:: DIRECTIVE ::
Every line must be returned precisely as it is written.

:: Records ::
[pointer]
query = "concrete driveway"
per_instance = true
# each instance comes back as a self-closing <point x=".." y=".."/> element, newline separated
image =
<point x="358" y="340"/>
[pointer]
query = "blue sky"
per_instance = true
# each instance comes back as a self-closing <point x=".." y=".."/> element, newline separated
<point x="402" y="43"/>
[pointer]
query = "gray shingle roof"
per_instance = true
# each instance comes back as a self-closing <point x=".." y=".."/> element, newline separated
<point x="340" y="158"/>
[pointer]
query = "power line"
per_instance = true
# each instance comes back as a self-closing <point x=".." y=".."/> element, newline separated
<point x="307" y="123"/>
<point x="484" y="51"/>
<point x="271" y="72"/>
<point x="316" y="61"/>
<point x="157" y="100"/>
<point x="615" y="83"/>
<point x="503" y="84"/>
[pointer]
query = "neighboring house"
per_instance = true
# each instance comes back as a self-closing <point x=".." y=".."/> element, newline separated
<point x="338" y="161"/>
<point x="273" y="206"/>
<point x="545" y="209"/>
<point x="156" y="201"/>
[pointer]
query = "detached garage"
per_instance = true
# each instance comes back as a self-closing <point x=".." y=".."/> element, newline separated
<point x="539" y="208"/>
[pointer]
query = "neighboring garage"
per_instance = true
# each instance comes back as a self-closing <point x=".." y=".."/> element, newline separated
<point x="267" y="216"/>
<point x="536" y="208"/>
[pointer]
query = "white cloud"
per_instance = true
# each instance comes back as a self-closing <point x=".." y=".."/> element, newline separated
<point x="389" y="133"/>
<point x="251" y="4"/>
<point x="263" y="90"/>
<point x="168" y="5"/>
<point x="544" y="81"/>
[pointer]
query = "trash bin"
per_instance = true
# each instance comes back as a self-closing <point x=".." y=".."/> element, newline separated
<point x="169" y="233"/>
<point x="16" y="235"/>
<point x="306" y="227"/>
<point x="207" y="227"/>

:: EXERCISE RESULT ::
[pointer]
query = "concrete driveway"
per_instance = true
# each instance comes back as a self-closing <point x=".." y=".."/> element, newline separated
image =
<point x="358" y="340"/>
[pointer]
query = "blue sky"
per_instance = true
# each instance comes back as a self-closing <point x=".." y=".."/> element, newline separated
<point x="402" y="43"/>
[pointer]
query = "gray shingle roof"
per_instance = true
# each instance comes back as a self-closing <point x=".." y=".."/> element, newline separated
<point x="340" y="158"/>
[pointer]
query = "power line"
per_instance = true
# each instance comes back as a self-closing <point x=".." y=".."/> element, newline separated
<point x="307" y="123"/>
<point x="484" y="51"/>
<point x="271" y="72"/>
<point x="316" y="61"/>
<point x="157" y="100"/>
<point x="615" y="83"/>
<point x="503" y="84"/>
[pointer]
query = "neighboring house"
per_instance = true
# each instance comes back as a self-closing <point x=".." y=".."/> element, newline separated
<point x="338" y="161"/>
<point x="273" y="206"/>
<point x="545" y="209"/>
<point x="156" y="201"/>
[pointer]
query = "detached garage"
per_instance = true
# each instance comes back as a self-closing <point x=".." y=".."/> element, newline separated
<point x="539" y="208"/>
[pointer]
query = "neighboring garage"
per_instance = true
# each instance comes back as a self-closing <point x=".." y=".."/> element, newline separated
<point x="267" y="216"/>
<point x="536" y="208"/>
[pointer]
query = "white cloud"
per_instance = true
# each instance comes back as a self-closing <point x=".." y=".."/> element, newline separated
<point x="389" y="133"/>
<point x="251" y="4"/>
<point x="263" y="90"/>
<point x="168" y="5"/>
<point x="544" y="81"/>
[pointer]
query = "trash bin"
per_instance = true
# each instance comes back as a self-closing <point x=".." y=".."/> element, newline separated
<point x="169" y="233"/>
<point x="16" y="235"/>
<point x="306" y="227"/>
<point x="207" y="227"/>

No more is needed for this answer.